BEGIN Supplied data

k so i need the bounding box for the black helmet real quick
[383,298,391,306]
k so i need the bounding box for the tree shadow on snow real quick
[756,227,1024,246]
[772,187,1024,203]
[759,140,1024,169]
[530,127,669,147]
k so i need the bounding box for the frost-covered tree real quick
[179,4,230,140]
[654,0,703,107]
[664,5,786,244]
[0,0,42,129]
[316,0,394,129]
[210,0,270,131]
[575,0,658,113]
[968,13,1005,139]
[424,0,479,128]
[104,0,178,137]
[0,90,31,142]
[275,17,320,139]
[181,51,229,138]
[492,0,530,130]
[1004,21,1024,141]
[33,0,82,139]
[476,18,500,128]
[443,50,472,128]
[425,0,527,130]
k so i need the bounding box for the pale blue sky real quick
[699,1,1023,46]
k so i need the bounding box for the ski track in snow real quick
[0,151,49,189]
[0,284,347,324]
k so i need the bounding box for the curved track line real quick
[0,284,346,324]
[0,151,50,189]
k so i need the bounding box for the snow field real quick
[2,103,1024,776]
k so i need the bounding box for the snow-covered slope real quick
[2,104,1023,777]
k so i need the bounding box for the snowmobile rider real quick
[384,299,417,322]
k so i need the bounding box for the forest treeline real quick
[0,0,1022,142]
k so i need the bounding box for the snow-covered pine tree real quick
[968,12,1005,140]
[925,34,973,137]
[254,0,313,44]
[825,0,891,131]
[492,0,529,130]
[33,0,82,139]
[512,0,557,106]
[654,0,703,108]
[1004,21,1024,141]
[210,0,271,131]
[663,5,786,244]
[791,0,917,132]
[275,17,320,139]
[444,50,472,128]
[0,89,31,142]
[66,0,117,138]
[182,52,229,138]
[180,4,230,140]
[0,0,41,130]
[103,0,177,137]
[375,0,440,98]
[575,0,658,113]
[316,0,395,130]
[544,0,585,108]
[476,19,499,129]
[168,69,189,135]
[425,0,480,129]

END Supplied data

Aim of the task — What's wanted here is every record, retyped exactly as shown above.

Response for this exercise —
k so i need the bounding box for the black helmet real quick
[383,298,391,306]
k so i need the bounding box for the tree shadow on snow real quick
[756,227,1024,246]
[772,187,1024,203]
[759,140,1024,169]
[530,127,669,147]
k so i need the bounding box for the frost-covered tree real quick
[179,4,230,140]
[654,0,703,107]
[664,5,786,244]
[0,0,42,129]
[316,0,394,129]
[210,0,270,131]
[575,0,658,113]
[968,13,1005,139]
[424,0,479,128]
[104,0,178,137]
[0,90,31,142]
[275,17,320,139]
[181,51,229,138]
[492,0,530,130]
[1004,21,1024,141]
[33,0,82,139]
[476,18,500,128]
[443,50,472,128]
[425,0,527,130]
k so i need the bounding box for the pale blue sky real quick
[699,1,1023,46]
k so i need the bounding box for the ski track in snow real quick
[0,151,49,189]
[0,284,347,324]
k so i need the bounding box for the curved track line real quick
[0,284,346,324]
[0,151,50,189]
k so i need the bounding box for the snow field real quick
[2,103,1024,776]
k so i need the bounding box for the snow-covered slope real quick
[2,104,1023,777]
k so i need the bounding box for the snowmobile rider real quick
[384,299,417,322]
k so i need the bounding box for the forest treeline real quick
[0,0,1022,142]
k so i need the bounding box for the snow-covered pine tree real quick
[968,12,1005,140]
[925,34,973,137]
[254,0,313,44]
[825,0,891,131]
[492,0,529,130]
[33,0,82,139]
[512,0,557,106]
[654,0,703,108]
[1004,21,1024,141]
[210,0,271,131]
[663,5,786,244]
[791,0,917,132]
[275,17,320,139]
[444,50,472,128]
[0,89,31,142]
[66,0,117,138]
[182,52,229,138]
[180,4,230,140]
[0,0,41,130]
[103,0,177,137]
[375,0,440,98]
[575,0,658,113]
[316,0,395,130]
[544,0,585,108]
[476,19,499,129]
[168,69,189,135]
[425,0,480,129]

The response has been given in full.